**Text shown**
+-------+

As evidenced by Louis van Gaal’s World Cup goalkeeper switch, analytics can enhance rather than replace the Machiavellian instincts of sport’s master tacticians.
It was one of the most dramatic moments of the World Cup, leaving many fans baffled. In the 120th minute of the quarter final against Costa Rica, Holland goalkeeper Jasper Cilissen was substituted for third-choice keeper Tim Krul. He went on to save two penalties, seeing Holland through to the semi-final.
Many applauded the courage and the mind games of the Dutch manager Louis van Gaal. But on closer inspection what the world was watching was one of the most high-profile examples of how technology and psychology are now deeply connected in modern sport. Some would argue that the emergence of technology in sport threatens to make it more mechanical, but the drama of the quarter-final suggests the opposite is true. It also highlights that knowledge of your opponent’s use of technology can be as powerful as having your own.

+-------+

**Records**

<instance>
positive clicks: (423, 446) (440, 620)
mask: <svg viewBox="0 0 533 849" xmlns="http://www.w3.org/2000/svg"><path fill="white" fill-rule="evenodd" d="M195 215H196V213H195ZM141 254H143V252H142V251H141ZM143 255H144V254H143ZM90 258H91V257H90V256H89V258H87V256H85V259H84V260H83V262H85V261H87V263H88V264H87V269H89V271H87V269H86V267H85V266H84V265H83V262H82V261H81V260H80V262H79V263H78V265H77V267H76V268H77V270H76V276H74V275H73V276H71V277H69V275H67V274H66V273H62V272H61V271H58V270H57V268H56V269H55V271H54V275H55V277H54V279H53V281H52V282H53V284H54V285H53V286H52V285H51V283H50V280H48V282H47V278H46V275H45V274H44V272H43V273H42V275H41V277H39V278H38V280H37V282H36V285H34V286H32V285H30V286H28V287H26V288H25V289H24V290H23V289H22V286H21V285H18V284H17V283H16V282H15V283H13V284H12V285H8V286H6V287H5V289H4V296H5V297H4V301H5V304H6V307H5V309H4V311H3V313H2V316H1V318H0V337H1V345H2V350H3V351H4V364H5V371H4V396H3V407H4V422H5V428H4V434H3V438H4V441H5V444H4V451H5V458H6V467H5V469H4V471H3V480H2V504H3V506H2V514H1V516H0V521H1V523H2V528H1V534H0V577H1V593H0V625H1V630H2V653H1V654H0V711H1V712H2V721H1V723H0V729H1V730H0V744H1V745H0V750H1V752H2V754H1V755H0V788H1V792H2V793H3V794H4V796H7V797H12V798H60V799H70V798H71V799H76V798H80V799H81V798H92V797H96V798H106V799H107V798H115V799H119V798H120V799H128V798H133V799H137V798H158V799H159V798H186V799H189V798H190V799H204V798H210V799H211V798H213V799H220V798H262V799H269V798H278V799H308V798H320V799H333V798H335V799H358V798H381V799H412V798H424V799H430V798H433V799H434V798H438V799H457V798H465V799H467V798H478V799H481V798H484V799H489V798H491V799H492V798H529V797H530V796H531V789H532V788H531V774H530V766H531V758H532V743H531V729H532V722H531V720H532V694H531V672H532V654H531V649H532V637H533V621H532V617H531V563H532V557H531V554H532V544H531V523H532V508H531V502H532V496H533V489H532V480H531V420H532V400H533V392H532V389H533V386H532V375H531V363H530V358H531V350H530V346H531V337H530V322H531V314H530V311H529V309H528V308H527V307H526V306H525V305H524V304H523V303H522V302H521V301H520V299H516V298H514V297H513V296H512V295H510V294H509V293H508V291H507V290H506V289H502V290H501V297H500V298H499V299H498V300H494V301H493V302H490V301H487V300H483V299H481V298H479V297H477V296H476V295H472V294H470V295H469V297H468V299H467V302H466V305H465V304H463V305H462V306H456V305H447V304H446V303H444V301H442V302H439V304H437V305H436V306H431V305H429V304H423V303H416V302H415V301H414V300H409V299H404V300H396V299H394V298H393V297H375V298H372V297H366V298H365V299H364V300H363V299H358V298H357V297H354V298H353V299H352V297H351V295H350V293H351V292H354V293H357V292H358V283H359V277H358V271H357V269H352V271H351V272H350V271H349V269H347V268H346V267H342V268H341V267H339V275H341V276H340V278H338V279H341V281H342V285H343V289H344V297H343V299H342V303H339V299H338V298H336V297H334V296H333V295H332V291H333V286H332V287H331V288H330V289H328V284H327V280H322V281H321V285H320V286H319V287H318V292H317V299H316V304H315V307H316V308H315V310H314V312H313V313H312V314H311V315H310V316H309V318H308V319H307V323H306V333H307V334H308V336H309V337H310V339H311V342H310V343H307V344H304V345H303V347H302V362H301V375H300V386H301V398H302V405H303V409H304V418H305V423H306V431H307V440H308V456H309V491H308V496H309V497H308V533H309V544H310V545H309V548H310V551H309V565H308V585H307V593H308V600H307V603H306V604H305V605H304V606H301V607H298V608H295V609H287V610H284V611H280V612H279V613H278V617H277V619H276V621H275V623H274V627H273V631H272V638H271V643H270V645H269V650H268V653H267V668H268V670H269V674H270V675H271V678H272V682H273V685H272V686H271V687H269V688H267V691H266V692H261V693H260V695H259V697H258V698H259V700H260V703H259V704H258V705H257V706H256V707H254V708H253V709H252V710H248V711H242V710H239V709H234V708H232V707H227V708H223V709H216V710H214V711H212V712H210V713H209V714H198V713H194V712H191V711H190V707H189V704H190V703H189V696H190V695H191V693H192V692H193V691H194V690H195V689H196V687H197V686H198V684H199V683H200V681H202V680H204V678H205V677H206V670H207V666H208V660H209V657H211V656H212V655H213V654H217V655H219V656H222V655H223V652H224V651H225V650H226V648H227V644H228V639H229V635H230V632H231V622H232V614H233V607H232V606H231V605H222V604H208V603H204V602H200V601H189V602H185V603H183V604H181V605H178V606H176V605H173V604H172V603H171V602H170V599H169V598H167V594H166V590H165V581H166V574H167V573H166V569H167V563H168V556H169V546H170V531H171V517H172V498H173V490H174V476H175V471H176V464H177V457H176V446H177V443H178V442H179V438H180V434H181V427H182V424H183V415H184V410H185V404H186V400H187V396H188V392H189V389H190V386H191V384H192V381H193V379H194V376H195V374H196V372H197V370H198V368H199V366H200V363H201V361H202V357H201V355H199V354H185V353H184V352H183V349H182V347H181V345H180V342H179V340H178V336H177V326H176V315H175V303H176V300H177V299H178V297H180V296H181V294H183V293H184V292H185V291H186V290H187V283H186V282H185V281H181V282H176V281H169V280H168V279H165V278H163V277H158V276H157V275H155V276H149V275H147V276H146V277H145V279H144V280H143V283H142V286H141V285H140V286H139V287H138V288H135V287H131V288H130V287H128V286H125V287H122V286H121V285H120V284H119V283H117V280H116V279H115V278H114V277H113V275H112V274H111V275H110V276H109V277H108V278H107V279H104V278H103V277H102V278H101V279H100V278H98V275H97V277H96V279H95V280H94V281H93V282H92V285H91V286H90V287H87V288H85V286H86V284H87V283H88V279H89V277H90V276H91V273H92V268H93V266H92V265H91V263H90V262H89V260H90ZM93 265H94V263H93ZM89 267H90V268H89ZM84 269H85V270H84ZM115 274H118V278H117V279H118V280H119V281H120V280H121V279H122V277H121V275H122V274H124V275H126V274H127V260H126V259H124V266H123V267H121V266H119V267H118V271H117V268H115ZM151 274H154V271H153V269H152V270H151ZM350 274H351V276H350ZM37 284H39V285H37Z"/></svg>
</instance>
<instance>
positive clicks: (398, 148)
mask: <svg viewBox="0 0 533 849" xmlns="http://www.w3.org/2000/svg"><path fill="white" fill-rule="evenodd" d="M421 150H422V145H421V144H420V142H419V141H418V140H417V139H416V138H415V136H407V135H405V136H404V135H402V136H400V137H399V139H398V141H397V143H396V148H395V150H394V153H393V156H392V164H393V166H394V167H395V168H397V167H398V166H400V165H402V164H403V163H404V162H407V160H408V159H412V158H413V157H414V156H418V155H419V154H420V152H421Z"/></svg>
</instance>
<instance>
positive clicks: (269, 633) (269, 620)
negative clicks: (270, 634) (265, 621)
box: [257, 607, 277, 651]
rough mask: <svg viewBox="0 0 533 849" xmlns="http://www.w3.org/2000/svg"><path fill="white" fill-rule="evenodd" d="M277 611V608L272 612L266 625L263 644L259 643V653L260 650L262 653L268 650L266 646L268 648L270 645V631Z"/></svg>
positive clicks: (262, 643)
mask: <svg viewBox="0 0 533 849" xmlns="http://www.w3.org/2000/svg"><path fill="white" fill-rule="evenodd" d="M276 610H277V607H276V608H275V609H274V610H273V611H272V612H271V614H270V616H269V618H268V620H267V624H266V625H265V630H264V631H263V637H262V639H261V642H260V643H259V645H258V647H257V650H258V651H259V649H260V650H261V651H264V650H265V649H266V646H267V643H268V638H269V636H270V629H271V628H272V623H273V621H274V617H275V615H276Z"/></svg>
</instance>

+-------+

**Problems and tasks**
A) In the text about the World Cup goalkeeper switch, how many penalties did Tim Krul save after coming on?
B) Continue the text about the World Cup goalkeeper switch from its final sentence.

**Task-by-task answers**
A) He saved two penalties.

B)
The Krul effect
After the win, van Gaal explained that Krul was simply a better penalty stopper. In fact, the data shows he had only saved two of the previous 20 penalties he’d faced before that night; hardly the record of a specialist. The second choice goalkeeper in the Dutch squad, Michael Vorm, had a better record than Krul, having saved three of 11 penalties prior to the World Cup.
So why did van Gaal defy the apparent logic behind the numbers? He went on to reveal that Krul had studied past footage of all Costa Rica’s penalty takers before the game, a standard form of preparation and not something that Cillessen (or Vorm) would have found difficult to do. Krul concurred that his own video preparation was key to victory. And yet research shows that studying penalty takers is statistically insignificant to outcomes.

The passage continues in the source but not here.